▶ [Selection]:
★ ★ ★ ★ ★ ★ ★

[Spec] Expression grammar formalization

hexabits commented 6 years ago

The repo needs files which include grammars for the attributes that require evaluation of their strings.

These attributes are:

For <add>:
- arr1
- arr2
- cond
- vercond
- arg (?)

For each of these, the grammar would answer:

What is a valid identifier?
What is a valid number?
What is a valid operation?
What is a valid order of operations?

There are additional things to formalize outside of the grammar itself, such as having multiple grammars specialized for the various attributes. For example, logical operations are not valid in arr1 and arr2, or are they? Since we haven't formalized this, there is no actual answer. Right now the only operations that makes arr1 and arr2 expressions are arithmetic though extremely limited (only 1-2 uses iirc).

I will elaborate on this in the comments, since discussing it at the top of the ticket will be likely overwhelming. :)

Identifier

The rules for what a valid identifier is are fairly simple. It's whatever makes a valid name for any of the XML tags, plus a few reserved keywords like the ARG and TEMPLATE tokens. However the latter does not apply to all of the attributes equally.

Identifier Regex

The current regex matches any sequence of alphanumeric (plus :) words separated by a single space.

Like C and other languages, the identifier cannot start with 0-9. Unlike other languages, underscore is NOT valid for a starting character.

★ ★ ★ ★ ★ ★ ★

(Source records)

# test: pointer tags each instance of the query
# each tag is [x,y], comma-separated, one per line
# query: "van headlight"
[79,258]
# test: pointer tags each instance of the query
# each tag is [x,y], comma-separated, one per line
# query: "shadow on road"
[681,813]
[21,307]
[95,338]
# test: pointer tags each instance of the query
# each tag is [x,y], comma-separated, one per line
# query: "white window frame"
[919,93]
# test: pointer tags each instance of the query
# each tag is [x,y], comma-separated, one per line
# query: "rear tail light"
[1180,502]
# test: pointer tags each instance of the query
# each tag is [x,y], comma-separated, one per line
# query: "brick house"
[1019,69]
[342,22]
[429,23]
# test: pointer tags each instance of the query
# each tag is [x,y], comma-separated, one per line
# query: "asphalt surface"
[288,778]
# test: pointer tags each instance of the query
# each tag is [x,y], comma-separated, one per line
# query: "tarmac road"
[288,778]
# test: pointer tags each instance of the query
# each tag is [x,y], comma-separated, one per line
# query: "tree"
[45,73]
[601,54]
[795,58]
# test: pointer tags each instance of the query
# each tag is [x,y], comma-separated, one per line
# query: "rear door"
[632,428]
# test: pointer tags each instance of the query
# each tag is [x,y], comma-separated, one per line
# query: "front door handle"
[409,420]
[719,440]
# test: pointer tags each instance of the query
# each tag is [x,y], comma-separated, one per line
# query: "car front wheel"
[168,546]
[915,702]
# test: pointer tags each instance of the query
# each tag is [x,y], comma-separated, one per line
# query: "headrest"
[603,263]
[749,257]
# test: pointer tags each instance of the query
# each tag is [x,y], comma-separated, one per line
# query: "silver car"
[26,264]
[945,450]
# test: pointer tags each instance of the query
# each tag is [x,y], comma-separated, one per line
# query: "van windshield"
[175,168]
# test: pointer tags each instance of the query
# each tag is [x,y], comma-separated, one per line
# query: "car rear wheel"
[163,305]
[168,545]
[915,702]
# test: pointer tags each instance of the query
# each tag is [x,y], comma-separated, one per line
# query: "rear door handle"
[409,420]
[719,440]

★ ★ ★ ★ ★ ★ ★

▶ [Written task A]: List the questions that, according to the expression grammar thread, the grammar would answer for each attribute.
▶ [Written task B]: Go on with the expression grammar thread from its final sentence, in the same voice.
The source records play no part in what is asked here.

▶ [Final answer A]:
- What is a valid identifier?
- What is a valid number?
- What is a valid operation?
- What is a valid order of operations?

▶ [Final answer B]:
Colon has to be an exception because several FO4 RTTI include colons, e.g. BSConnectPoint::Parents. Colon is also used in some name attributes already.
Dashes/hyphens which were present in name attributes had to be removed, as - is an arithmetic operator.
Question marks which were present in name attributes also had to be removed. There is no reason to make a name of a field a question.

Rigorous

identifierregexrigorous

\b[A-Za-z]+(?:[\:]{0,2}?\s{0,1}?\w)+

Edit: I have added \b to the start as it is more explicit about requiring alpha at the start. Without it it would incorrectly match 0x10000.

Disallows:

Any character except A-Z, a-z, 0-9, _ and :.
Identifiers not starting with an alphabetical character ([A-Za-z])
More than one space between words (2+ spaces is considered separate identifiers)
More than two colons in a row
Trailing or leading whitespace

Simplified

identifierregexsimplified

\b[A-Za-z](?:[\w\:]+\s*)+

Almost exactly half the steps in this case, but the output would have to be trimmed.

Allows:

Trailing colons (BAD)
Trailing space (BAD)-ish
3+ sequential colons (BAD)-ish

Number

Version Regex

Gamebryo versions are considered a number because they are merely a way of representing each component bit shifted into an analogous number, best seen in hex, e.g. 20.2.0.7 => 0x14020007.

It gets complicated because to support versions 2.3, 3.0, 3.03, and 3.1 would require a regex that can also match floats. However, none of these versions are currently used in vercond. They are only referred to in ver1 and ver2 which are not expressions.

Simplest 4-Component or 2+ Component

versionregexsimple2

[0-9]{1,2}\.[0-9]{1,2}\.[0-9]{1,2}\.[0-9]{1,3}

[0-9]{1,2}\.[0-9]{1,2}[\.]?[0-9]{0,2}[\.]?[0-9]{0,3}

Allows:

Trailing periods (BAD)
3-component versions which do not exist e.g. 3.0.1 (BAD)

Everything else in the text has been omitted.